**Exercise brief**. Your answer should hold every line of the records below that contains the string "game".

**Extracted data**.
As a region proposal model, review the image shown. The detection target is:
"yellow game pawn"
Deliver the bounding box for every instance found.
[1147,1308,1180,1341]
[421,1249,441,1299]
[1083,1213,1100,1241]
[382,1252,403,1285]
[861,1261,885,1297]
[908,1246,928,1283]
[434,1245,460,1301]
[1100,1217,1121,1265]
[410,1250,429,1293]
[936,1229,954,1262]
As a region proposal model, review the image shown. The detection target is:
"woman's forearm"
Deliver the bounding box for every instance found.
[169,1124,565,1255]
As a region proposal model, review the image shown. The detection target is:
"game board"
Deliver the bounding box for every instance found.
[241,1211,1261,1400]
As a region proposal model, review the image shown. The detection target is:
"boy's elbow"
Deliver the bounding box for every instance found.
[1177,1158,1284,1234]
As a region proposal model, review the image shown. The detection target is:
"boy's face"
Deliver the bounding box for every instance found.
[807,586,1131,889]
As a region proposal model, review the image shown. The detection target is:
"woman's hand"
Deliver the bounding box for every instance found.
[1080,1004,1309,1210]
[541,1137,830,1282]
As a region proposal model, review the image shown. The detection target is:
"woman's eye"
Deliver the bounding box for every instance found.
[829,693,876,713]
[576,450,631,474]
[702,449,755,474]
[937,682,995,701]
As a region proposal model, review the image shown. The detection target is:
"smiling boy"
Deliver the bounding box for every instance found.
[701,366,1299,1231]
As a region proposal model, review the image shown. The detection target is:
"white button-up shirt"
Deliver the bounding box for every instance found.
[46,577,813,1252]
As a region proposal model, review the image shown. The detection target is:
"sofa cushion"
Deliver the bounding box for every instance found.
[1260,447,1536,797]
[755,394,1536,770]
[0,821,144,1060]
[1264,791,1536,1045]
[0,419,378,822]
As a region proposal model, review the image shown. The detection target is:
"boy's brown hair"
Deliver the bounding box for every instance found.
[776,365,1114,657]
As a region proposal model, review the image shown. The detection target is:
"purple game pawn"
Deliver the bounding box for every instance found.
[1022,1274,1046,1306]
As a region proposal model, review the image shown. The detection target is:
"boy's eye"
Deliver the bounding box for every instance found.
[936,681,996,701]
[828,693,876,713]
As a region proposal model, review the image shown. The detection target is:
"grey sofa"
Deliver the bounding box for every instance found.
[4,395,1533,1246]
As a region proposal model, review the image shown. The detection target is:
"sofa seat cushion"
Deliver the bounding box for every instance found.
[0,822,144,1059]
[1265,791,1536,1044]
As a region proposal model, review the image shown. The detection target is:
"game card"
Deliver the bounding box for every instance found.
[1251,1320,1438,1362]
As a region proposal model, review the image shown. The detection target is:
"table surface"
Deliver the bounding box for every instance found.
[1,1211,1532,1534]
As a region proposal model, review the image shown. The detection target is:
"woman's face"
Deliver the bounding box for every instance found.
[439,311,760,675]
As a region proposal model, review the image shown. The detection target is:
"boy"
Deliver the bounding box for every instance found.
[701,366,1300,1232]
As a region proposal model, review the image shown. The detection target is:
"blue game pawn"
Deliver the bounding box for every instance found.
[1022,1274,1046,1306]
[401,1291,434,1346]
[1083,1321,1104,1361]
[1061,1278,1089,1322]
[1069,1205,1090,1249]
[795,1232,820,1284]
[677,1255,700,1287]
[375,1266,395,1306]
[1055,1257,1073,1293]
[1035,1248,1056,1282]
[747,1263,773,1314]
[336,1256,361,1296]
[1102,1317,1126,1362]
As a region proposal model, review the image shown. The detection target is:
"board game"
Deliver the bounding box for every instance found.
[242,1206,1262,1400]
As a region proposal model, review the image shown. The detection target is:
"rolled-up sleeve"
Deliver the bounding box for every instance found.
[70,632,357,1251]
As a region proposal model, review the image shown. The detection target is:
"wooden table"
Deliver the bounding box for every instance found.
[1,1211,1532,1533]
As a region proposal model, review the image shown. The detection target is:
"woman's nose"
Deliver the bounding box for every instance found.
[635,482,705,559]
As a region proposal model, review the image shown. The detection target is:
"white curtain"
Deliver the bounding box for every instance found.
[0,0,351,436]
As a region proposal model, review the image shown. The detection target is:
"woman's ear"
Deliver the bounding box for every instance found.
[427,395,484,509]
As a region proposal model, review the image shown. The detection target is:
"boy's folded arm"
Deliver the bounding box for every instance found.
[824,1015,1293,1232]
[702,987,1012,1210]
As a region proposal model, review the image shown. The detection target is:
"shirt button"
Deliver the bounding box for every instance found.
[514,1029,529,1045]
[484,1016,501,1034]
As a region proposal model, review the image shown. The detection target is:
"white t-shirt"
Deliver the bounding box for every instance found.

**Solution to this problem**.
"yellow game pawn"
"game board"
"purple game pawn"
"game card"
"blue game pawn"
"board game"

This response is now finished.